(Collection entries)
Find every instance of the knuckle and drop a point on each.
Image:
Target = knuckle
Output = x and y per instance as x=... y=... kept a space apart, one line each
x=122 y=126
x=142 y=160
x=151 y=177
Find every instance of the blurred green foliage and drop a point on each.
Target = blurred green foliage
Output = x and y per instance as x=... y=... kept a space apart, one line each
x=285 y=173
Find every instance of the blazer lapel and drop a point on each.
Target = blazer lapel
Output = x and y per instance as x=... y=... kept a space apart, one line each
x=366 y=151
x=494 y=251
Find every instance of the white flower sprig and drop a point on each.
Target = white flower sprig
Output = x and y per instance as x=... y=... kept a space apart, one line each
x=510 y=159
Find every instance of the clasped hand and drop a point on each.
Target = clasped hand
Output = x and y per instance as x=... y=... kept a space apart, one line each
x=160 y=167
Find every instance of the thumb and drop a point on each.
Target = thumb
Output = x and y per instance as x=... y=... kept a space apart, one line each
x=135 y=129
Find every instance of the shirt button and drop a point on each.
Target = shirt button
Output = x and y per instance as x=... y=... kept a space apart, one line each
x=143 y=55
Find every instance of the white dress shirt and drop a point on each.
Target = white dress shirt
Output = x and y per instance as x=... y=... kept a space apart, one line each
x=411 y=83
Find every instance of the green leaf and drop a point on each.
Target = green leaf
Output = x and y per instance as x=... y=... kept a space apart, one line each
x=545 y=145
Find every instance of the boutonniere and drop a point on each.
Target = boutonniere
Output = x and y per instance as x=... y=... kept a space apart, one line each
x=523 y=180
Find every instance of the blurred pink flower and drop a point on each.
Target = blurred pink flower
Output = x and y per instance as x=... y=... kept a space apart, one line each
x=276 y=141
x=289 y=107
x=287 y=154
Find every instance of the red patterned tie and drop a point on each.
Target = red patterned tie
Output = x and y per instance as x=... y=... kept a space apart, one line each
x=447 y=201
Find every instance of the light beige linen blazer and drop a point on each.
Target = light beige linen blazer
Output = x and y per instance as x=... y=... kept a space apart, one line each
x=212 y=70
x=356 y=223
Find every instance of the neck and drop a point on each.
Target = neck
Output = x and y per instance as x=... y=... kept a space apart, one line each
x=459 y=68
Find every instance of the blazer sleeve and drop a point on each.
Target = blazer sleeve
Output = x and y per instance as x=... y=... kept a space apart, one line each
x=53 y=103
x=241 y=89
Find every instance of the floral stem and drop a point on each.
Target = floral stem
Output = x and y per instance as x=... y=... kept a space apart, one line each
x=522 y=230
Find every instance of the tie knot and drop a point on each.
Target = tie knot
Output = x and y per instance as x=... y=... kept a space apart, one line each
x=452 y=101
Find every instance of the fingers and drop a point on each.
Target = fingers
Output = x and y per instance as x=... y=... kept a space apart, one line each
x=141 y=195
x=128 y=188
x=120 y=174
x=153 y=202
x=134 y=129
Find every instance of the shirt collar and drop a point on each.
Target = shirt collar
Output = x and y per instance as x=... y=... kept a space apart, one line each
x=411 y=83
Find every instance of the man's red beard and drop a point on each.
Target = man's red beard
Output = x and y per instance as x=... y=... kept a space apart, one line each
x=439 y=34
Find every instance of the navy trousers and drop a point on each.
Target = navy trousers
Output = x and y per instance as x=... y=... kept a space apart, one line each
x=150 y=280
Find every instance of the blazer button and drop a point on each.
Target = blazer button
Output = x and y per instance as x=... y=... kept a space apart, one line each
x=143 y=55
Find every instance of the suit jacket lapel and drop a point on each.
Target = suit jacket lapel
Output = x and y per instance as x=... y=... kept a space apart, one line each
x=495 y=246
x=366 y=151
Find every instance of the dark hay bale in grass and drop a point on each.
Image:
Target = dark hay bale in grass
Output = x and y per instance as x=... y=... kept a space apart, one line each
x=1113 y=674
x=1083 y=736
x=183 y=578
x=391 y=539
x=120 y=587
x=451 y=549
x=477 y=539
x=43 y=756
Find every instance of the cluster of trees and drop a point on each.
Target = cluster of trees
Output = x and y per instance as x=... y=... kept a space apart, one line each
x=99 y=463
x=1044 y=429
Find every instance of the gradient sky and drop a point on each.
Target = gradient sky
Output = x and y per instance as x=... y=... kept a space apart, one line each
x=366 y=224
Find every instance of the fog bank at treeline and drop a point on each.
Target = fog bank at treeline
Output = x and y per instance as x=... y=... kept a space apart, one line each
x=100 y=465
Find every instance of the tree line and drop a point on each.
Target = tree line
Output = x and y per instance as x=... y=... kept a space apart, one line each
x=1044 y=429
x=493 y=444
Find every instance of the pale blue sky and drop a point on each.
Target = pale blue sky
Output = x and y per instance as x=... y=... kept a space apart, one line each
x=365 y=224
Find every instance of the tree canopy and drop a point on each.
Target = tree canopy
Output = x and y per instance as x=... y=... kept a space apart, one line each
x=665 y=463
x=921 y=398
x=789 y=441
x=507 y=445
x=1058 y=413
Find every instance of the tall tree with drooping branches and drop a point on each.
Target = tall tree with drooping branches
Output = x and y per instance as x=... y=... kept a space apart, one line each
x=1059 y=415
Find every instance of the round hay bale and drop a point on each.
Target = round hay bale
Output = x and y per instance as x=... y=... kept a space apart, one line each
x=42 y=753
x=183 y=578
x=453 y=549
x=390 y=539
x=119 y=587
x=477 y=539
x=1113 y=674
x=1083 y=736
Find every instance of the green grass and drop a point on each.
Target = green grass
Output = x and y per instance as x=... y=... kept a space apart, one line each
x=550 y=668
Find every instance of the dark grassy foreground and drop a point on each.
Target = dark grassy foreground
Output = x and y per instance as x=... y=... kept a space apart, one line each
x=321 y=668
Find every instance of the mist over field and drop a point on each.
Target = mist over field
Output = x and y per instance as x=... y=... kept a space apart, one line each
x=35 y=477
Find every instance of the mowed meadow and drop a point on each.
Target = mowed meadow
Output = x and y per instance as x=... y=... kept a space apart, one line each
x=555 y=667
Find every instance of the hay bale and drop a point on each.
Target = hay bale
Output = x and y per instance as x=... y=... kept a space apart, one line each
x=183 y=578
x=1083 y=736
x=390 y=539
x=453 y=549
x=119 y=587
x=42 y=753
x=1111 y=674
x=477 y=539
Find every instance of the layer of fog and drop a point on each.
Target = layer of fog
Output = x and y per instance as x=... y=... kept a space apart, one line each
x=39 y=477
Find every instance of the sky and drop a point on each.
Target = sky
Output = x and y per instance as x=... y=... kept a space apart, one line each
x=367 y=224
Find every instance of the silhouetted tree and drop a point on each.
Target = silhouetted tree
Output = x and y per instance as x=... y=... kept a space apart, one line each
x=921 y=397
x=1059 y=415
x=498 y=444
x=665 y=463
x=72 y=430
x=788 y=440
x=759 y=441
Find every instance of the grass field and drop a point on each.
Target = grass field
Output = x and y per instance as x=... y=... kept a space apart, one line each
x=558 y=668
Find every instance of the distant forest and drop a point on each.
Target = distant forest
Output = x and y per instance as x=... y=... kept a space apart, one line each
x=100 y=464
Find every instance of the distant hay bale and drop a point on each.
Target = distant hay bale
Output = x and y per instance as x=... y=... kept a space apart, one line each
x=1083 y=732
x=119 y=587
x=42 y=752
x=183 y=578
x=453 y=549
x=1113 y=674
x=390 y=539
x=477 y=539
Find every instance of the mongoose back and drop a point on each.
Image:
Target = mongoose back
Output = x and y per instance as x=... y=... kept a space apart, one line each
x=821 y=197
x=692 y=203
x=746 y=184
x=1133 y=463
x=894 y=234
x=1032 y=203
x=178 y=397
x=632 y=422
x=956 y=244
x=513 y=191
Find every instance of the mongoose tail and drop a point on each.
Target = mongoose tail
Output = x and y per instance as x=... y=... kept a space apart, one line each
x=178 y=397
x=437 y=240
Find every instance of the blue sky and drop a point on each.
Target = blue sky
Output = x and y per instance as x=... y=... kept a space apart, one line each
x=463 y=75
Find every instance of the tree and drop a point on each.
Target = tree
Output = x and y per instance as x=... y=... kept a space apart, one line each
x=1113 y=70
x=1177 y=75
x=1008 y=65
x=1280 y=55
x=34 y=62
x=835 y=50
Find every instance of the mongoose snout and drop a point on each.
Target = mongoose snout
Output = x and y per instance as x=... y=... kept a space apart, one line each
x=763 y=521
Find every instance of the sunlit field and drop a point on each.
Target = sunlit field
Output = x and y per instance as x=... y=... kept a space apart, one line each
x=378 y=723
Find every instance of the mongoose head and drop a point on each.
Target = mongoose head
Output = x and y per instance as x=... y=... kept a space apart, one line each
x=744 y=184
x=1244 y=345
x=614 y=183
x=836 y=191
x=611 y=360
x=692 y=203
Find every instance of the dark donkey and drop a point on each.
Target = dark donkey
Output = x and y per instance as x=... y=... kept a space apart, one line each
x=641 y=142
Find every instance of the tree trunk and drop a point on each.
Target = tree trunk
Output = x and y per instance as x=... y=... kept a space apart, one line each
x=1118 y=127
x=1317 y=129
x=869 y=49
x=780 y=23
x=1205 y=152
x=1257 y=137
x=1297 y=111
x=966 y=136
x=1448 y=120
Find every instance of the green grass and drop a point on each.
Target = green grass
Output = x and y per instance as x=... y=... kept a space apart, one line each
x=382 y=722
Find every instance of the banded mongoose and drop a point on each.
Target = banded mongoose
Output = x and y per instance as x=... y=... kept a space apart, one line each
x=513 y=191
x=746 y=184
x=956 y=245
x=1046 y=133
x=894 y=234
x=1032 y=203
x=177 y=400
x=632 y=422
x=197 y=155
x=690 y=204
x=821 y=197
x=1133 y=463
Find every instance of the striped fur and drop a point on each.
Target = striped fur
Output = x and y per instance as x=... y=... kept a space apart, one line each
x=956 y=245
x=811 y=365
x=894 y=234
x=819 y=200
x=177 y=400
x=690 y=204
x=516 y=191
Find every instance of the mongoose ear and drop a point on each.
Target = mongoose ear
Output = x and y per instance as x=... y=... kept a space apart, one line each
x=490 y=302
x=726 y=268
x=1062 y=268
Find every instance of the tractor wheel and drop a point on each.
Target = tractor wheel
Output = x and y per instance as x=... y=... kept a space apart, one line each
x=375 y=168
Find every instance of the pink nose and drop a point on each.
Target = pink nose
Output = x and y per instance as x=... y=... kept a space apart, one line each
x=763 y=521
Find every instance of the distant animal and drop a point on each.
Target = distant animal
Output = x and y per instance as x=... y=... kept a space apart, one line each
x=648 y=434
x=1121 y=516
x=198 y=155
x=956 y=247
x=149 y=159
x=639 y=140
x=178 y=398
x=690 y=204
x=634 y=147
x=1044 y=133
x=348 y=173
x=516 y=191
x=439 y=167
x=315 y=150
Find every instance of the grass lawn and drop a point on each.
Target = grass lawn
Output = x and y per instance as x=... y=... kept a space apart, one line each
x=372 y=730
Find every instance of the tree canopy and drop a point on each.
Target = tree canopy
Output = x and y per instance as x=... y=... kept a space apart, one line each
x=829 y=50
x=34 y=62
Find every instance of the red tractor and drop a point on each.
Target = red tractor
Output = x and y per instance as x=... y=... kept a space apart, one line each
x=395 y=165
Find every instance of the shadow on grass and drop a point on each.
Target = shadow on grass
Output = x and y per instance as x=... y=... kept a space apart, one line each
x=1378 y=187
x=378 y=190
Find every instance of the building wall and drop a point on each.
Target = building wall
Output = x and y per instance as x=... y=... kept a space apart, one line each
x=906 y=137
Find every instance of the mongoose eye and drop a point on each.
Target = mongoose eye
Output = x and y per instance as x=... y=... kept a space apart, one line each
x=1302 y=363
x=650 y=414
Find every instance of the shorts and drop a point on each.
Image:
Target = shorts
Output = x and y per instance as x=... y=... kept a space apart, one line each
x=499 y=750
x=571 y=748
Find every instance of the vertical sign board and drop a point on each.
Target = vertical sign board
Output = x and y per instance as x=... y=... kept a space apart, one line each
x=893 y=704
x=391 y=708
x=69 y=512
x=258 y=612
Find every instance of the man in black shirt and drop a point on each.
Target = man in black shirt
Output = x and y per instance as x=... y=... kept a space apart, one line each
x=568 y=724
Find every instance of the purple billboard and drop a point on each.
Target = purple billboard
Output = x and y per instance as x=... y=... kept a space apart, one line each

WHAT NEEDS TO BE DONE -
Substitute "finger joint" for "knuckle" in the lines running from the start of the records up to and including the line with "x=285 y=173". Return only those lines, with everything else left as it is.

ANSWER FOR THE TASK -
Find every instance of the finger joint and drop a point on each.
Image:
Target = finger joint
Output = x and y per instance as x=... y=... kept a space apart, one line each
x=122 y=126
x=142 y=160
x=151 y=177
Find every instance of the blurred green foliage and drop a point on each.
Target = blurred green foliage
Output = x and y per instance as x=... y=... kept a space apart, one line each
x=285 y=173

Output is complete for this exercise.